▶ [Source passage]
• • • • • • •

# Why do I need to know my HCG levels after a miscarriage?



## HappyFox05 (Apr 11, 2007)

I googled this & can't come up with a good answer. I won't be seeing an OB til later today & thought I'd find an answer here quicker.  With our first miscarriage, the doc did a pelvic exam and an internal ultrasound, and that was it. These folks want to check my HCG levels, "to make sure they're going down". Uh, well, they ARE going to go down, aren't they?(Over time.) I'm no longer pregnant - that's what happens.

Mostly, I'm trying to find out if this is a "test for testing's sake" or if there's an actual health reason. DH is stupid-busy at work & it's hard on us for him to have to stop everything there to take the kids.

Thanks,

B.


----------



## apmama07 (Nov 22, 2009)

Hummm I'm really not sure but wanted to say I'm so sorry for your losses. My current OB is not a good reference because she's been awful in many ways, but she did say they didn't need to bother to follow me all the way down to <5 since after two draws the levels were clearly plummeting, but still in the 2000s on Monday. But I know a lot of others who were followed for weeks after earlier losses than mine.







I'm really curious too now that you mention it. Do the levels staying up show possible retained placenta? I can't think of any other reason they'd be interested....Have you asked your doc what his/her reasoning is? How far along were you?


----------



## HappyFox05 (Apr 11, 2007)

Sunday, the day I miscarried, was 12 weeks. The "higher levels = possible retained placenta" was the only valid reason I could find on the web. My level on Monday was 975. We just moved here & don't have a doctor. I guess I'll just have to wait til I see them to ask, since it's impossible to get them on the phone.

If they want to keep following this and my body doesn't give me reason to worry, I'll probably just blow them off.

Thanks Megan.

B.


----------



## mom-to-jj (Sep 8, 2008)

After my first m/c, my OB wanted to follow my levels down to <5 to make sure there was no tissue left over in there. I got sick of all the pokes when I got down to 17 and cancelled my next draw and just never went back. After this m/c, my new OB didn't say anything about watching my hCG. I just bought a bunch of cheap pg test strips online and kept taking them until I got a negative. I'm comfortable with that, and it cost less than multiple blood draws!


----------



## cappuccinosmom (Dec 28, 2003)

Mine were followed because of a molar pregnancy.

My guess, it's probably a CYA thing, if your pregnancy wasn't molar. If they don't follow you, and something goes wrong, you could sue. Another unnecessary procedure brought to you by liability insurance and a litigious society.


----------



## MarineWife (May 1, 2004)

I never had my hCG levels followed during or after a miscarriage. I think the reason for it is to try to be more certain that all of the tissue has been passed. I don't think it's necessary, though. If any tissue is retained and becomes infected, that's very easy to recognize and it's treated virtually the same way that retained, uninfected tissue would be. I guess the only reason then would be to maybe prevent possible infection if not falling or even rising hCG levels indicates retained tissue.

• • • • • • •

▶ [Tasks to perform]
1. Copy the hCG thread, starting at the words "My guess, it's" and stopping after "(May 1, 2004)", and rename "liability insurance" to "malpractice insurance".
2. Please go on with the hCG thread from its last sentence.
The material isn't needed for any of this.

• • • • • • •

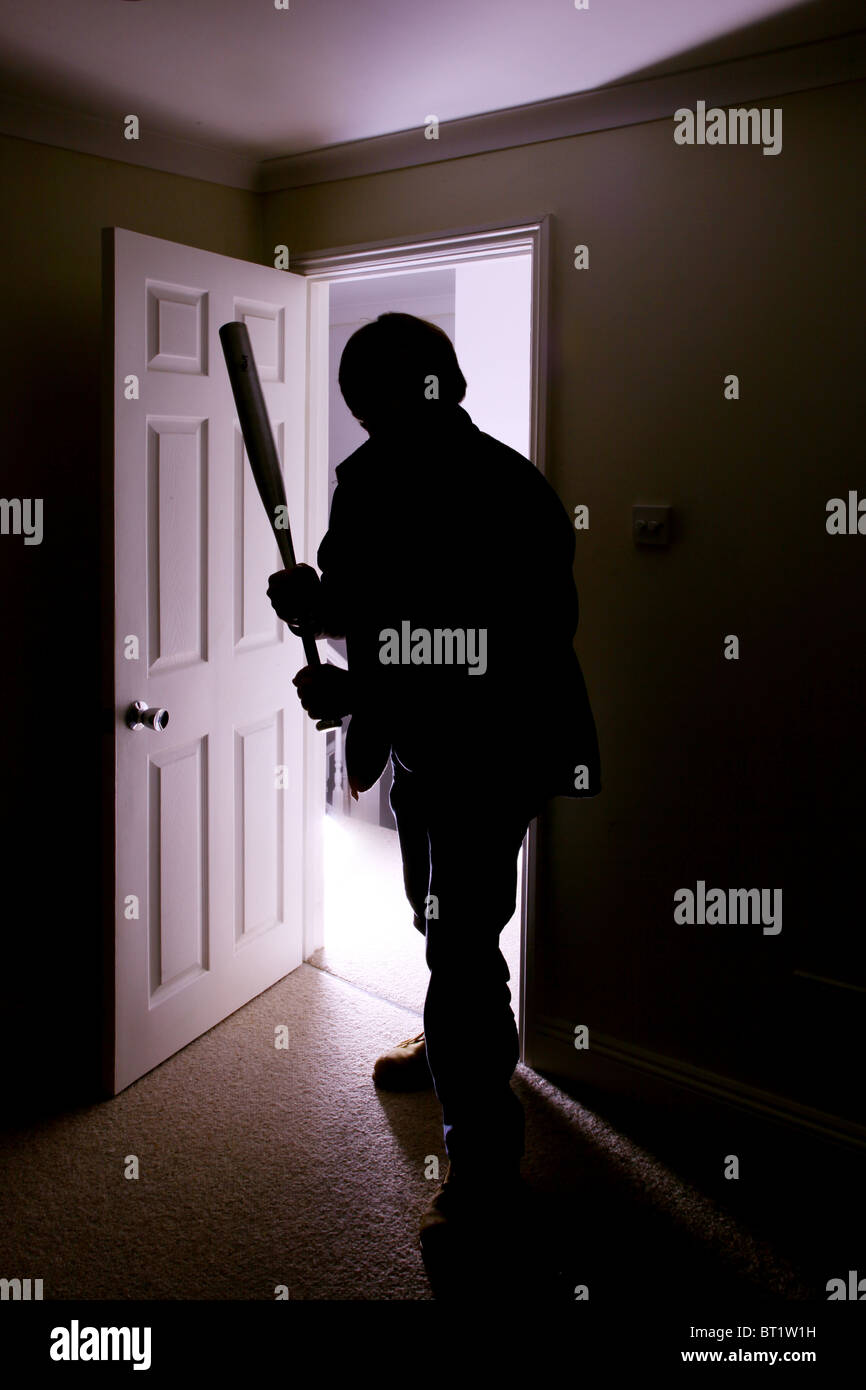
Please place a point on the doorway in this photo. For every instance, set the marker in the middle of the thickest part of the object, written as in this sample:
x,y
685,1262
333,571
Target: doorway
x,y
488,306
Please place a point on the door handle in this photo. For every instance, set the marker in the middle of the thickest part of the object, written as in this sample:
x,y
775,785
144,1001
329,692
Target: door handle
x,y
139,716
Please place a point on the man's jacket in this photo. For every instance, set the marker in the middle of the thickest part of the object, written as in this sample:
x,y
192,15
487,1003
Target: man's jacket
x,y
448,567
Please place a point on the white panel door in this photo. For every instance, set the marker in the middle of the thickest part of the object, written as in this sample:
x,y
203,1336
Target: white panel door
x,y
209,812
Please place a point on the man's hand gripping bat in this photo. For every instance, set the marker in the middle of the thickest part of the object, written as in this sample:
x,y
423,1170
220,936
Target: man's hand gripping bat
x,y
262,453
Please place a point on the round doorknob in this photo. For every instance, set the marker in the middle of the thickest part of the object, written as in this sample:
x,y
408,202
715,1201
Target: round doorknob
x,y
139,716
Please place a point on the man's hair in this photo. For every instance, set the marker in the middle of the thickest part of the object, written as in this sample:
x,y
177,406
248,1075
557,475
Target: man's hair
x,y
387,366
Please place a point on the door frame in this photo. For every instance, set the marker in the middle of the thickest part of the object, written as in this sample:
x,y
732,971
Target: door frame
x,y
364,262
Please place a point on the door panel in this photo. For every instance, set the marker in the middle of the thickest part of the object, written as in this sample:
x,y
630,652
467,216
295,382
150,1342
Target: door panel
x,y
209,813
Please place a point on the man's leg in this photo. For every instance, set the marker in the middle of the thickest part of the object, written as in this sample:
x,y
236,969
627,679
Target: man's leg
x,y
410,815
469,1025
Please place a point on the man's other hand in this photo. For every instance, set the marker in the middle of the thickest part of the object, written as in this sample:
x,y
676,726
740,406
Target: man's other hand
x,y
295,597
324,691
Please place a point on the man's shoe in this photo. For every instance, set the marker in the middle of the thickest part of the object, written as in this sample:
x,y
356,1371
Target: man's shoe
x,y
480,1205
405,1068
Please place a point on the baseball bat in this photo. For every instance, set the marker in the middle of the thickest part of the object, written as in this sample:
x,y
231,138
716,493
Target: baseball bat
x,y
262,453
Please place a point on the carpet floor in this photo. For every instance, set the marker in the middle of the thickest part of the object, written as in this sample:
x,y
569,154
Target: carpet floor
x,y
260,1168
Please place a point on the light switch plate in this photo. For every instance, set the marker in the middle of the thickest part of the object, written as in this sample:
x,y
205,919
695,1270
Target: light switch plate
x,y
651,526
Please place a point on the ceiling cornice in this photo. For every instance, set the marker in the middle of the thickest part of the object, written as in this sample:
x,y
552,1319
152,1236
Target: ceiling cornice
x,y
630,103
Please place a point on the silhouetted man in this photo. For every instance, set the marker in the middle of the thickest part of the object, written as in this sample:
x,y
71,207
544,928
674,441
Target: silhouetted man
x,y
446,566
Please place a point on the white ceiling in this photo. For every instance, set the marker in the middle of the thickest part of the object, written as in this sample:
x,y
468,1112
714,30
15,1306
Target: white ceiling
x,y
245,77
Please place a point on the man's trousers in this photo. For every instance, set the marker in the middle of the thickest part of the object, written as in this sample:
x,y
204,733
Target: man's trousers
x,y
460,836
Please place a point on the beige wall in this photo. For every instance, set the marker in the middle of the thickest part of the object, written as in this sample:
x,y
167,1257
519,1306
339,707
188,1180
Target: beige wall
x,y
56,203
704,262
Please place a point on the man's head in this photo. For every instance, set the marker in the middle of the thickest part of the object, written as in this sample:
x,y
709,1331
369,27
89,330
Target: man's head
x,y
398,367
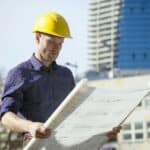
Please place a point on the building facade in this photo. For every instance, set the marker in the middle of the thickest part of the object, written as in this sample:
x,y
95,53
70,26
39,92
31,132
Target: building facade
x,y
119,35
135,134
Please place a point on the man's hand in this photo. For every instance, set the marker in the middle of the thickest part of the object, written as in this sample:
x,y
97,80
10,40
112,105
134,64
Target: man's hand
x,y
113,133
37,130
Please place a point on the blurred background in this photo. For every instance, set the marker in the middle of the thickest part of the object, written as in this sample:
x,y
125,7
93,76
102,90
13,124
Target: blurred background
x,y
111,43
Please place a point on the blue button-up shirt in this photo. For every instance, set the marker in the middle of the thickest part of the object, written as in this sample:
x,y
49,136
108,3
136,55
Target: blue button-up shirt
x,y
33,91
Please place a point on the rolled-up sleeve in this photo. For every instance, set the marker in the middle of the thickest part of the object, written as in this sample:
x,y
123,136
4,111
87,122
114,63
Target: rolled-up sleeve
x,y
12,95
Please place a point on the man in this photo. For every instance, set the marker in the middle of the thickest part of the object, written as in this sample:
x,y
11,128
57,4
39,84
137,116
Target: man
x,y
36,87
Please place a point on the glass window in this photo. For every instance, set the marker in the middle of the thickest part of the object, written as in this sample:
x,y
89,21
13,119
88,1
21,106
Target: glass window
x,y
138,136
127,136
148,135
148,125
138,125
147,102
127,127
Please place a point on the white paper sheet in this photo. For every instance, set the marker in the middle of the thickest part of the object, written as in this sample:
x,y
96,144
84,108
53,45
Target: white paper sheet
x,y
92,112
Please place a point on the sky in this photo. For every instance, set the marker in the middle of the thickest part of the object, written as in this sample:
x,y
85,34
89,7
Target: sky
x,y
17,42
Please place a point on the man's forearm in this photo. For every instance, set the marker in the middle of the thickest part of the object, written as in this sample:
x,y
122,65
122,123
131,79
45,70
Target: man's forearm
x,y
15,123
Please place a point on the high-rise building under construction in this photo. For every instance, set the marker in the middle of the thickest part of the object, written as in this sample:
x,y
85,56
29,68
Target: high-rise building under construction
x,y
119,35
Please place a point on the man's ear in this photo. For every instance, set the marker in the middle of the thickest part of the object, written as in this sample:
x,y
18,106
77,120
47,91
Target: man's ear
x,y
37,37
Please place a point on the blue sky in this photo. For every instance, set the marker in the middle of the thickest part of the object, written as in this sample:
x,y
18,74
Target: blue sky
x,y
17,41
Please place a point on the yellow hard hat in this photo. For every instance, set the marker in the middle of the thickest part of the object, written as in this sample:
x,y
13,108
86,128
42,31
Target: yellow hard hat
x,y
52,23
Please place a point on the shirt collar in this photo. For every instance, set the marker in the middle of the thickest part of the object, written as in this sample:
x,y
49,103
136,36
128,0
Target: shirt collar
x,y
37,65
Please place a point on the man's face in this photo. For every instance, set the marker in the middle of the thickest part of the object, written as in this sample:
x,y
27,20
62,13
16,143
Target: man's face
x,y
49,46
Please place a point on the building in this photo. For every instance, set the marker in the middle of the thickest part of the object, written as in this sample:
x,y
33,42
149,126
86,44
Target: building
x,y
119,36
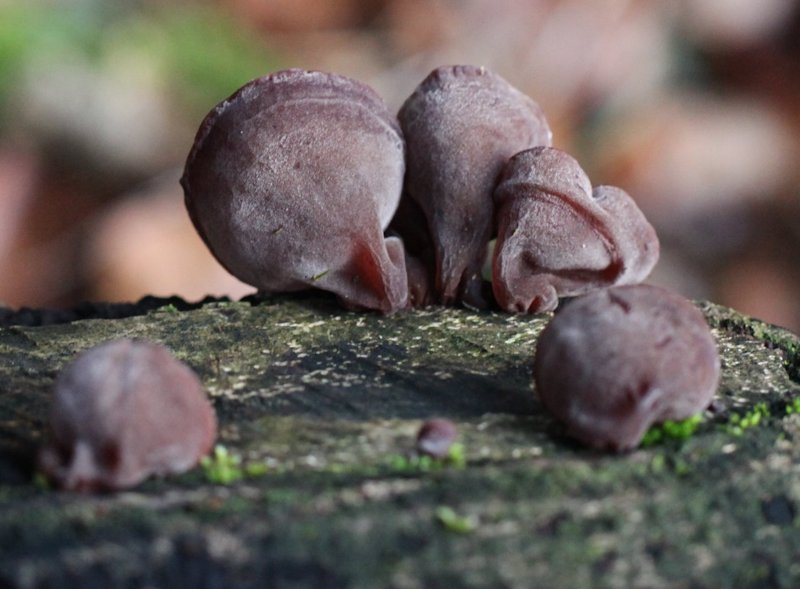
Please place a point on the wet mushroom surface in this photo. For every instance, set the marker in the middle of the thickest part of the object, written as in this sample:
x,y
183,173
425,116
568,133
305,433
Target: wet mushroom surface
x,y
461,124
123,411
618,360
291,182
558,236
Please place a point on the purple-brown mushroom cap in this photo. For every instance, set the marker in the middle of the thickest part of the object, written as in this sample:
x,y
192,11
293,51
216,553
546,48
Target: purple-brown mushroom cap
x,y
291,183
559,237
435,437
121,412
618,360
461,125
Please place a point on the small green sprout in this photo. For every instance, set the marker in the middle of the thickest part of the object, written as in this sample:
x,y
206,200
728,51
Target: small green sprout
x,y
738,423
674,430
793,406
421,462
453,522
222,467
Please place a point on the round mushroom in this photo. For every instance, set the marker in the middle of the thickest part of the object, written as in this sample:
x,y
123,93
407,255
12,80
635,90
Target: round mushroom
x,y
291,183
121,412
618,360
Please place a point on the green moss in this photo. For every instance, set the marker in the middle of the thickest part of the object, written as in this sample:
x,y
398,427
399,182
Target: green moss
x,y
738,423
421,463
453,522
671,430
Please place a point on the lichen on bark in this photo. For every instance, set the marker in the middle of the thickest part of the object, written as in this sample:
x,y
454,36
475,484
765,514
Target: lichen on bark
x,y
323,399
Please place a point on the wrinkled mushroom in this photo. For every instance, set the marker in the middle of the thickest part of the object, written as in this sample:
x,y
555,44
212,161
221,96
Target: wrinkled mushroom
x,y
291,182
461,125
559,237
121,412
618,360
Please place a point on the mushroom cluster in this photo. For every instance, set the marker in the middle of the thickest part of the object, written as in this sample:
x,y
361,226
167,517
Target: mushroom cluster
x,y
305,180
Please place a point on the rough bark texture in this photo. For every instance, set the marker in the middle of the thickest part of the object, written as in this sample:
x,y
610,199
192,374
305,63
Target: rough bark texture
x,y
327,400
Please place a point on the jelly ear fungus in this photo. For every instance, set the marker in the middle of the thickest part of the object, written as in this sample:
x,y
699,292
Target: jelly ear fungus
x,y
121,412
291,182
618,360
461,125
559,237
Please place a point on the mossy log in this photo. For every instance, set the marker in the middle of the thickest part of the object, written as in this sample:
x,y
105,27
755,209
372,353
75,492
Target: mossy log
x,y
321,405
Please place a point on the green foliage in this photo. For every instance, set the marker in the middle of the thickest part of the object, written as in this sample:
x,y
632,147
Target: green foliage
x,y
671,430
222,467
739,423
453,522
793,406
199,52
422,463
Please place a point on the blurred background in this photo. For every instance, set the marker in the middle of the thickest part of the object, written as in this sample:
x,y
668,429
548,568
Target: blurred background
x,y
692,106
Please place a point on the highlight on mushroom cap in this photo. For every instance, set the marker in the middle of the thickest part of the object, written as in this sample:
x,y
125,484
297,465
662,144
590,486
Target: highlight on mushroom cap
x,y
618,360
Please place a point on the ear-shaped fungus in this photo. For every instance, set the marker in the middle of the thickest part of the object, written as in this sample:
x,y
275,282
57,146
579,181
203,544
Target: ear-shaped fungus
x,y
558,237
291,182
121,412
617,360
461,125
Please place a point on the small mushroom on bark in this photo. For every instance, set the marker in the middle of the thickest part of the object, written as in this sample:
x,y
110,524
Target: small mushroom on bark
x,y
559,237
121,412
291,182
618,360
461,125
435,438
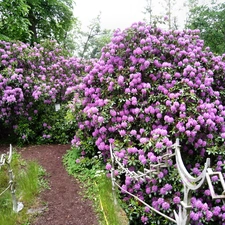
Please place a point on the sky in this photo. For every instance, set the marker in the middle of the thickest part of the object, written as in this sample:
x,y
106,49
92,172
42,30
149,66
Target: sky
x,y
114,13
122,13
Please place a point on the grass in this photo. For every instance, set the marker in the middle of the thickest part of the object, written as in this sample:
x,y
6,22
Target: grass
x,y
29,181
98,187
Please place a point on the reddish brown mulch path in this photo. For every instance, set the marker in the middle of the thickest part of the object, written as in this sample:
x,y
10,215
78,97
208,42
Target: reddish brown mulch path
x,y
65,205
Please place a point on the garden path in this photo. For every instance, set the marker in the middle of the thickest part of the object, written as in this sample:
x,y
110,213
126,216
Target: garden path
x,y
65,204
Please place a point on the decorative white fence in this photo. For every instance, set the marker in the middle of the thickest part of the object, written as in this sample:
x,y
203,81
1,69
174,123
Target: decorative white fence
x,y
6,160
189,182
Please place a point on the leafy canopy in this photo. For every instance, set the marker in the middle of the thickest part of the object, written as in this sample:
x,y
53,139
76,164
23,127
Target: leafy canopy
x,y
210,20
34,20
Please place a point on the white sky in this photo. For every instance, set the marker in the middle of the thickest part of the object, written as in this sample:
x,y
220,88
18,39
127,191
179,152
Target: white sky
x,y
114,13
121,13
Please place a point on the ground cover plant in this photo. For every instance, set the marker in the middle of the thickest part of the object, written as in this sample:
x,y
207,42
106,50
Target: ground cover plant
x,y
91,174
29,182
32,80
150,87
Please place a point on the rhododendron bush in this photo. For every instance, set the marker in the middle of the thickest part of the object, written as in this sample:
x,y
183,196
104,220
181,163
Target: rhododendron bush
x,y
32,80
148,88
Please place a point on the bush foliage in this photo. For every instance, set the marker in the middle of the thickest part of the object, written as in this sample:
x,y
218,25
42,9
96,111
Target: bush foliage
x,y
148,88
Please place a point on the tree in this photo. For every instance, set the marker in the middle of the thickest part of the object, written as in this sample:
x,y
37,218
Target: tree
x,y
210,20
89,43
166,17
33,20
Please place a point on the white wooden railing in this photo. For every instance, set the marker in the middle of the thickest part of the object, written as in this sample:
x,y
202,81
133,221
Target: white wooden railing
x,y
189,182
5,160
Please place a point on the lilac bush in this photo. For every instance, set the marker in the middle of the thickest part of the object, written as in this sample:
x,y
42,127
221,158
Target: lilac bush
x,y
32,80
150,87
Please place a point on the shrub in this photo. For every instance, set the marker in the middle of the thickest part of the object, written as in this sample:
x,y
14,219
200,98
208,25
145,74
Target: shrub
x,y
148,88
32,80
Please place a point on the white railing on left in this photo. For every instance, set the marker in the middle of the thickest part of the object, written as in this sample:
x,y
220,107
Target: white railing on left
x,y
6,159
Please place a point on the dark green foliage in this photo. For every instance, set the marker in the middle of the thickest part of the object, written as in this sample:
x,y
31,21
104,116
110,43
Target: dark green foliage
x,y
210,20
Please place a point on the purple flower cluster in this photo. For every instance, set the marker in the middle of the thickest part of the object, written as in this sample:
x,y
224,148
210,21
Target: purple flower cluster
x,y
31,77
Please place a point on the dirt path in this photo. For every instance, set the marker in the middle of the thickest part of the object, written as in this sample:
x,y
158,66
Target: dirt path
x,y
65,204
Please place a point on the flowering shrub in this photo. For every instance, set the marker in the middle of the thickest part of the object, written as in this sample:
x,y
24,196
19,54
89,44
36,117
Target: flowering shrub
x,y
32,80
148,88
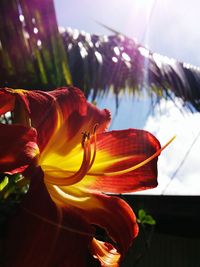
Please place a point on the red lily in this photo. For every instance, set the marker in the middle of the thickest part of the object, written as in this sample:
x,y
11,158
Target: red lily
x,y
71,160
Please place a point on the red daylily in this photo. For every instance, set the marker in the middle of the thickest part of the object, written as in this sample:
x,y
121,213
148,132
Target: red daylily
x,y
71,160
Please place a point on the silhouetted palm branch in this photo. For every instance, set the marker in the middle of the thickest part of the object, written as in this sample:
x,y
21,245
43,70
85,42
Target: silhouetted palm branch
x,y
34,54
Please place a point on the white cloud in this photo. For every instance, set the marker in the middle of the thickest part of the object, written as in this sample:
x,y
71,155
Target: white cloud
x,y
166,122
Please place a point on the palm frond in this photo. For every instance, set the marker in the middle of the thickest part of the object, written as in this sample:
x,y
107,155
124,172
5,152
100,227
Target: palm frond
x,y
118,62
35,55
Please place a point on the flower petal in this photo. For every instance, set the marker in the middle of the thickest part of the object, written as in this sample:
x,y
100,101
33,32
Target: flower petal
x,y
64,151
18,147
7,102
41,234
46,108
108,212
118,151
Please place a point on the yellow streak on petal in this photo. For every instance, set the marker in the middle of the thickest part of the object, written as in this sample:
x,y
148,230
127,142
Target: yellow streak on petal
x,y
105,253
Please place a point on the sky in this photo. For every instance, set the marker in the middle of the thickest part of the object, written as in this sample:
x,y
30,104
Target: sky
x,y
168,27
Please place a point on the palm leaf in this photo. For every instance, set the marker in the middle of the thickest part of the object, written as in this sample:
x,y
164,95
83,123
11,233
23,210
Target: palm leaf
x,y
34,54
118,62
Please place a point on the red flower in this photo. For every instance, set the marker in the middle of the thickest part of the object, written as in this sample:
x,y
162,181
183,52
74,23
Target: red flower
x,y
71,161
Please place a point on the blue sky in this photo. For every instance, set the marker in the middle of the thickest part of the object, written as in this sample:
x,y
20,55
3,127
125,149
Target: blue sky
x,y
168,27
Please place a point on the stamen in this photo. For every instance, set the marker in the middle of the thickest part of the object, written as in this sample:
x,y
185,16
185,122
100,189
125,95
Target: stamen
x,y
78,176
157,153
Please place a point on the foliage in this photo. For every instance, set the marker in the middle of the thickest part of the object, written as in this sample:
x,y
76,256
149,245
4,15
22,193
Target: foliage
x,y
35,55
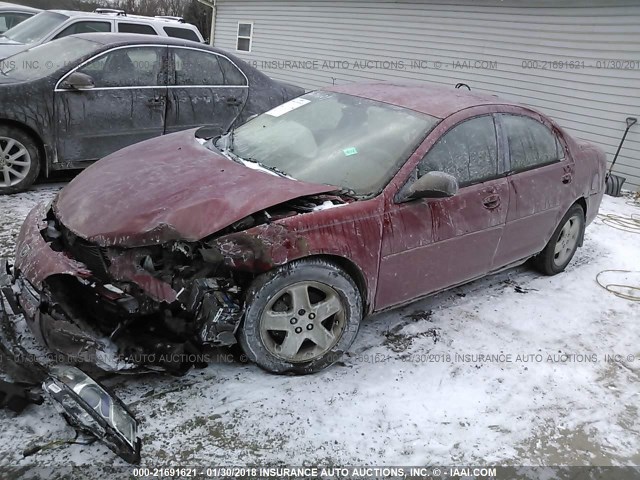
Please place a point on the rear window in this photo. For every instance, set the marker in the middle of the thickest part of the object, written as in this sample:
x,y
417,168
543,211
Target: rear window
x,y
136,28
183,33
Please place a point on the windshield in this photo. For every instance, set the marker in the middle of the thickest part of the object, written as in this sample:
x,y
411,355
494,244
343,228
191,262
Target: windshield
x,y
35,28
43,60
334,139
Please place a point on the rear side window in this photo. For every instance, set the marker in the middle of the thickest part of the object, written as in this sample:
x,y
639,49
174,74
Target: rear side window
x,y
531,144
136,28
196,68
128,67
468,151
183,33
85,27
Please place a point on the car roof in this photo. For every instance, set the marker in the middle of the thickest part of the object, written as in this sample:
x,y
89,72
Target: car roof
x,y
120,39
436,100
125,17
18,8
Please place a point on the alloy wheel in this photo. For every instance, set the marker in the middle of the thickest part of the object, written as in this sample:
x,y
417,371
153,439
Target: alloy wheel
x,y
15,162
567,241
303,321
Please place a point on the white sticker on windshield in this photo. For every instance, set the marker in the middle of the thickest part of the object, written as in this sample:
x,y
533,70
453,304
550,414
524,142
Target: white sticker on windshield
x,y
288,107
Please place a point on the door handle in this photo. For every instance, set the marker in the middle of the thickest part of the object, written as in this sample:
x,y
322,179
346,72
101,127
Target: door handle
x,y
492,201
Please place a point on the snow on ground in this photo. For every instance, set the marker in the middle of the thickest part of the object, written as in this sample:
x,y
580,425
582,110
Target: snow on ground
x,y
413,390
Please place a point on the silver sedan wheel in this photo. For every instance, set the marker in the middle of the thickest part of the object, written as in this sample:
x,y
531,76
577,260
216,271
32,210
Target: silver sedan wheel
x,y
303,321
15,162
567,241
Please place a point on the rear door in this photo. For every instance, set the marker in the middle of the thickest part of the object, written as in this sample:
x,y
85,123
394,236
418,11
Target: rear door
x,y
126,106
431,244
205,88
540,185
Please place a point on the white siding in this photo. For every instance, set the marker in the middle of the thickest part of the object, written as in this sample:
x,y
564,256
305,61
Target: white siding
x,y
592,103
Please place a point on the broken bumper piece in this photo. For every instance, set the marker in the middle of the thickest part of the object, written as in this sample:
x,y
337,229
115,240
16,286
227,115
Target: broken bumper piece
x,y
120,309
87,406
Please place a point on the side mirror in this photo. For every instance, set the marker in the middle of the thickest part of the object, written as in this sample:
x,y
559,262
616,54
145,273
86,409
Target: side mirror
x,y
78,81
433,185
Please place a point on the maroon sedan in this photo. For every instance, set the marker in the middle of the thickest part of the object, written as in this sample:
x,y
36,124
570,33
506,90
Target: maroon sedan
x,y
284,233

• • • • • • •

▶ [Results for the exercise]
1.
My guess, it's probably a CYA thing, if your pregnancy wasn't molar. If they don't follow you, and something goes wrong, you could sue. Another unnecessary procedure brought to you by malpractice insurance and a litigious society.


----------



## MarineWife (May 1, 2004)

2.
----------



## HappyFox05 (Apr 11, 2007)

I'm becoming more & more tempted to blow this thing off. I like the cheap pregnancy test idea. Stupid Army medicine.


----------



## MarineWife (May 1, 2004)

Well, if it's the military then you at least know it's not for liability issues since military docs can't be sued.


----------



## theboysmama (Sep 21, 2005)

i also follow mine with hpt's from $tree and that seems to work, my dr suggested it after Emeric and I told I already planned to do that.

I had a 12 wk loss and the placenta was complete. I never passed anything after the first wk after the m/c but it took 10 wks to get a neg hpt. I still don't know why it took so long. I did go in that time for a blood draw (around 8wks) bcs I was still get pos hpt's. They were able to tell me how low it was adn I saw that it was going down. If you get a neg hpt w/in 4 wks of the loss then that is normal. If it goes over 4 wks then you have the option to check it out.

so sorry for your loss.


----------



## finnegansmom (Jul 15, 2007)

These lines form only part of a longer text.